Rewrite the records below, changing every "Photo" to "Image" and keeping everything else the same. Leave the pictures out of your answer.

- **MATERIAL PROVIDED**:
##########
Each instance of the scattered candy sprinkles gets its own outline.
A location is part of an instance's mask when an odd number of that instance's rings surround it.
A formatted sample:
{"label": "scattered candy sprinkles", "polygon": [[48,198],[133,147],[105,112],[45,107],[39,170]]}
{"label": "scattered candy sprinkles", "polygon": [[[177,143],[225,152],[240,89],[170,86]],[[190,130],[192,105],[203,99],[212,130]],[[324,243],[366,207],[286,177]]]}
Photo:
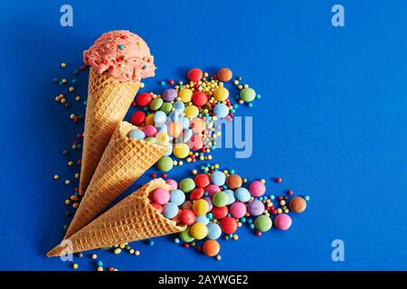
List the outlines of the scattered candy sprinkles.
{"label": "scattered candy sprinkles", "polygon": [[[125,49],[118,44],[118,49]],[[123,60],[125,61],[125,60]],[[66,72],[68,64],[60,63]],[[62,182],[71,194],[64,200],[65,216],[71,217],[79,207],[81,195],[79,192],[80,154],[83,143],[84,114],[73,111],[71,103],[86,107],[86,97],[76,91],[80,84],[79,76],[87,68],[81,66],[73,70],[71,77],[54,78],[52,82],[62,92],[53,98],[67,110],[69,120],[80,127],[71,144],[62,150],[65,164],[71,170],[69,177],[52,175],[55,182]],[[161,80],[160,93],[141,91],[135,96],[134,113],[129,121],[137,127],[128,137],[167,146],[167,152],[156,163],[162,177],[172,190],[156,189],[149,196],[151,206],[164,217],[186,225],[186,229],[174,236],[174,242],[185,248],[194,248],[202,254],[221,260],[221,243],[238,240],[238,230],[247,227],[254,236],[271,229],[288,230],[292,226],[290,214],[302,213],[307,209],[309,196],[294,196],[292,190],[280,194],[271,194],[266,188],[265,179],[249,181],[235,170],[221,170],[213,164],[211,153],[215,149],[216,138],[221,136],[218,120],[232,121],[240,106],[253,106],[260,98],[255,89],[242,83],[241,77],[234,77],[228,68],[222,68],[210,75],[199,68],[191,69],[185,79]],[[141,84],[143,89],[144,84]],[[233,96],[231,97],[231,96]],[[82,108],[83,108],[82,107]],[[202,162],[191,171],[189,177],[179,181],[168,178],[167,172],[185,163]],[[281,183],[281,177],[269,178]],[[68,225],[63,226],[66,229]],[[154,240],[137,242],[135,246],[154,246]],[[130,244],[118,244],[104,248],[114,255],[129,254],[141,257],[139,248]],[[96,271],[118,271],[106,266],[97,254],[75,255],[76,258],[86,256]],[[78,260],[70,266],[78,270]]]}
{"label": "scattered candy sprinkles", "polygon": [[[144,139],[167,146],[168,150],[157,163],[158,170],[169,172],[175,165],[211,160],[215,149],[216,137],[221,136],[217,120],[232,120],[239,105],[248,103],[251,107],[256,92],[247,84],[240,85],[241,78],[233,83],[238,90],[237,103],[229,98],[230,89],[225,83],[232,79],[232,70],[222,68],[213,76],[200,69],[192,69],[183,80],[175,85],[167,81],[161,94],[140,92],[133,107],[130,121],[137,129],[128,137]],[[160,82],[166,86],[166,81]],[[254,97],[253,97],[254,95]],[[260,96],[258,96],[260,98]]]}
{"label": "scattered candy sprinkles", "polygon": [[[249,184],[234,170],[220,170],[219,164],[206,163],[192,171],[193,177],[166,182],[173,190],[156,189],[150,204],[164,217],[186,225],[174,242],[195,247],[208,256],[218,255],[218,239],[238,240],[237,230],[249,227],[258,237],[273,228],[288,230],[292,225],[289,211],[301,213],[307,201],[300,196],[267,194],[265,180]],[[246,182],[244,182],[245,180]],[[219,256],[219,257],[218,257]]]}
##########
- **REPLY TO THE EXERCISE**:
Each instance of the scattered candy sprinkles gets its own outline.
A location is part of an instance's mask when an odd number of that instance's rings surround it.
A formatted sample:
{"label": "scattered candy sprinkles", "polygon": [[48,198],[133,147],[105,112],[45,107],[39,170]]}
{"label": "scattered candy sprinkles", "polygon": [[[177,143],[225,152],[240,89],[170,86]],[[190,130],[192,105],[203,99],[212,130]],[[324,243],[366,207],[286,177]]]}
Image:
List the outlines of the scattered candy sprinkles.
{"label": "scattered candy sprinkles", "polygon": [[[125,49],[118,44],[118,49]],[[123,60],[125,61],[125,60]],[[66,72],[68,64],[60,63]],[[62,182],[71,194],[64,200],[65,216],[71,217],[79,207],[81,195],[79,192],[80,154],[83,143],[84,114],[73,111],[71,103],[86,107],[86,97],[76,91],[80,84],[79,76],[87,68],[81,66],[73,70],[71,77],[54,78],[52,82],[62,92],[53,98],[67,110],[69,120],[80,127],[71,144],[62,150],[65,164],[71,170],[69,177],[52,175],[55,182]],[[161,80],[160,93],[141,91],[135,96],[134,113],[129,121],[137,127],[128,137],[167,146],[167,152],[156,163],[162,177],[172,190],[156,189],[149,196],[151,206],[164,217],[186,225],[186,229],[174,236],[174,242],[185,248],[194,248],[202,254],[221,260],[221,243],[238,240],[238,230],[247,227],[254,236],[271,229],[288,230],[292,226],[290,214],[302,213],[307,209],[309,196],[294,196],[292,190],[280,194],[271,194],[266,188],[265,179],[249,181],[235,170],[221,170],[213,164],[211,153],[215,149],[216,138],[221,136],[218,120],[232,121],[240,106],[253,106],[260,98],[255,89],[242,83],[241,77],[234,77],[228,68],[222,68],[210,75],[199,68],[191,69],[185,79]],[[141,84],[143,89],[144,84]],[[233,96],[231,97],[231,96]],[[82,108],[83,108],[82,107]],[[202,162],[191,171],[189,177],[179,181],[168,178],[167,172],[185,163]],[[281,183],[281,177],[269,178]],[[68,225],[63,226],[66,229]],[[154,240],[137,242],[135,246],[154,246]],[[130,244],[118,244],[104,248],[114,255],[129,254],[141,257],[139,248]],[[96,271],[118,271],[106,266],[97,254],[75,255],[76,258],[86,256]],[[78,260],[70,266],[78,270]]]}
{"label": "scattered candy sprinkles", "polygon": [[[144,139],[167,146],[168,150],[157,163],[158,170],[169,172],[175,165],[211,160],[215,149],[216,137],[221,136],[217,120],[232,120],[239,105],[248,103],[251,107],[256,92],[247,84],[240,85],[241,78],[233,83],[238,90],[237,103],[229,98],[230,89],[225,83],[232,79],[232,70],[222,68],[213,76],[200,69],[192,69],[183,80],[175,85],[167,81],[161,94],[140,92],[133,107],[130,121],[137,129],[128,137]],[[160,82],[166,86],[166,81]],[[254,97],[253,97],[254,95]],[[260,96],[258,96],[260,98]]]}
{"label": "scattered candy sprinkles", "polygon": [[[249,184],[234,170],[220,170],[219,164],[206,163],[192,171],[193,177],[166,182],[173,190],[156,189],[150,204],[164,217],[186,225],[174,242],[195,247],[208,256],[218,255],[218,239],[238,240],[237,230],[249,227],[258,237],[273,228],[288,230],[292,225],[289,211],[301,213],[307,201],[300,196],[267,194],[265,180]],[[246,182],[244,182],[245,180]],[[219,256],[219,257],[218,257]]]}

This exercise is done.